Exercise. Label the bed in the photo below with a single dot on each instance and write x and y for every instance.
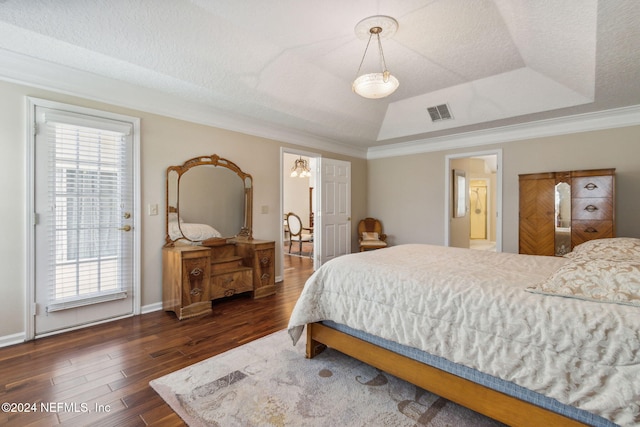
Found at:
(527, 340)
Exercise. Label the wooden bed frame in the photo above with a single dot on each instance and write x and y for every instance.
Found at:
(494, 404)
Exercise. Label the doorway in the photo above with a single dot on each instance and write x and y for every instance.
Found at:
(298, 196)
(327, 197)
(479, 224)
(84, 265)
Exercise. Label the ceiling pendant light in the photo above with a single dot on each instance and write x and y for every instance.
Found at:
(300, 169)
(375, 85)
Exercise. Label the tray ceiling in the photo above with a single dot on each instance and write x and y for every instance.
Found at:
(289, 64)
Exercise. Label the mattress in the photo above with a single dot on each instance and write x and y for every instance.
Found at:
(471, 308)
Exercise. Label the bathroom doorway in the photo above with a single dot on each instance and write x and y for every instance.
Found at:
(479, 224)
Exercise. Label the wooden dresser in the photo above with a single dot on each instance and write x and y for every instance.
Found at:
(193, 276)
(545, 228)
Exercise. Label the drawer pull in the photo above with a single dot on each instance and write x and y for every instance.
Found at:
(591, 186)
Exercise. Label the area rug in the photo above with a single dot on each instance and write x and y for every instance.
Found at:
(268, 382)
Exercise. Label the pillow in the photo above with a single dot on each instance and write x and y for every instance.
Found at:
(613, 248)
(600, 280)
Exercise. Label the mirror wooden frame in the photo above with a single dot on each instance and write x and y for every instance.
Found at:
(173, 192)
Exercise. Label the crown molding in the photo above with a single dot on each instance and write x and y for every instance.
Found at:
(21, 69)
(29, 71)
(607, 119)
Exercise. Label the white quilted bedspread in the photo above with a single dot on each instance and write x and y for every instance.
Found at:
(471, 307)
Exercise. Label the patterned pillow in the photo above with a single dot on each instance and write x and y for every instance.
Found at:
(598, 279)
(618, 248)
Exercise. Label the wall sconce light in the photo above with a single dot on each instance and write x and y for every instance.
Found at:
(300, 169)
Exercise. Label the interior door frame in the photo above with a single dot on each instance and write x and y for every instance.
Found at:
(30, 305)
(448, 192)
(316, 202)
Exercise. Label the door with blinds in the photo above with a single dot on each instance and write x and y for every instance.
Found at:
(84, 219)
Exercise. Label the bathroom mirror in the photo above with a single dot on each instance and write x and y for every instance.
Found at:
(208, 197)
(562, 218)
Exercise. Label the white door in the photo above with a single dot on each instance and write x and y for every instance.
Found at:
(84, 219)
(334, 208)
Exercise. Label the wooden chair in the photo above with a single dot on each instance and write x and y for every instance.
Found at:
(370, 235)
(298, 233)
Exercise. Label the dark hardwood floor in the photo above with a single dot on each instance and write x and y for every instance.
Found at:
(100, 375)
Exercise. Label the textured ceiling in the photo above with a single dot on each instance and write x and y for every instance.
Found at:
(289, 64)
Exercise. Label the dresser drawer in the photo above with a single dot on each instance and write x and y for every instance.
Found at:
(592, 186)
(592, 208)
(231, 283)
(582, 231)
(195, 286)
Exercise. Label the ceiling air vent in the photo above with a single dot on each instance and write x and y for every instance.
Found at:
(439, 112)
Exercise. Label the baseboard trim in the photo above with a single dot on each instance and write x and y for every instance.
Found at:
(156, 306)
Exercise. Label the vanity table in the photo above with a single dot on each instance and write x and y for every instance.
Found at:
(200, 264)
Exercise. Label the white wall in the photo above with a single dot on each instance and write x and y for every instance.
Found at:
(164, 142)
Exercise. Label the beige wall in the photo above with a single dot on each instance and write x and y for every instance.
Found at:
(407, 193)
(164, 142)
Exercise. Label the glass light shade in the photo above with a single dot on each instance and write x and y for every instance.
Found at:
(373, 85)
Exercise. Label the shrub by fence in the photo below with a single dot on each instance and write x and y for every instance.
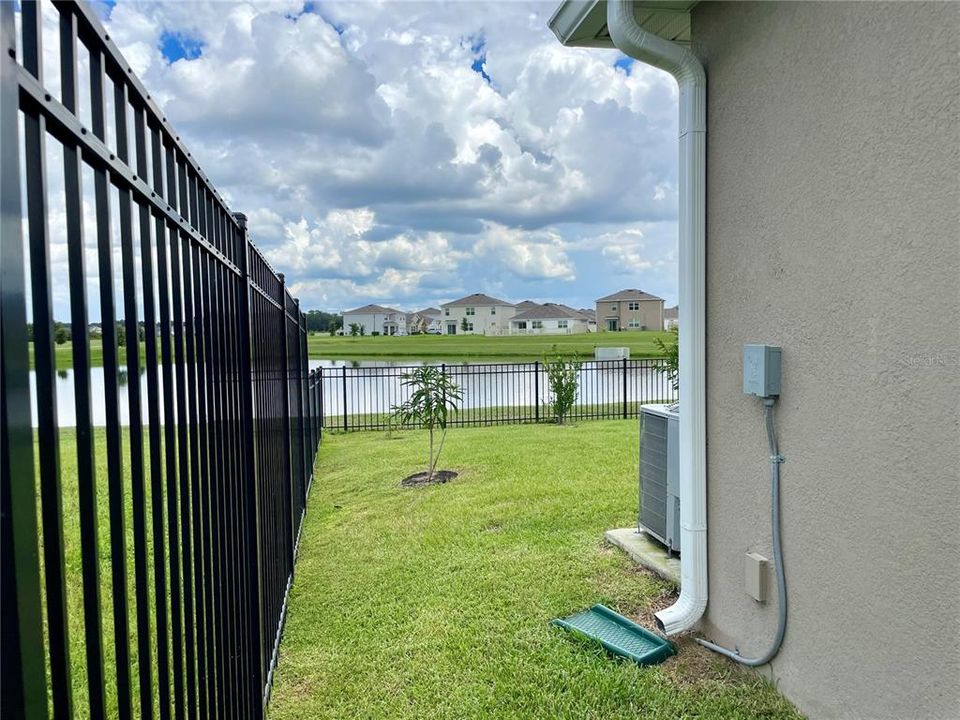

▸ **What you have to do**
Pictures should be omitted. Please return exactly the lines from the line that holds "Exercise. Label the glass" through the end of the records.

▸ **Solution to this task**
Exercise. Label the glass light shade in the photo above with a single dot on each instance and write x and y for every instance.
Found at:
(373, 85)
Exercise. Label the shrub by fence in the photo below with a single dot on each instance and write x and y for every instance.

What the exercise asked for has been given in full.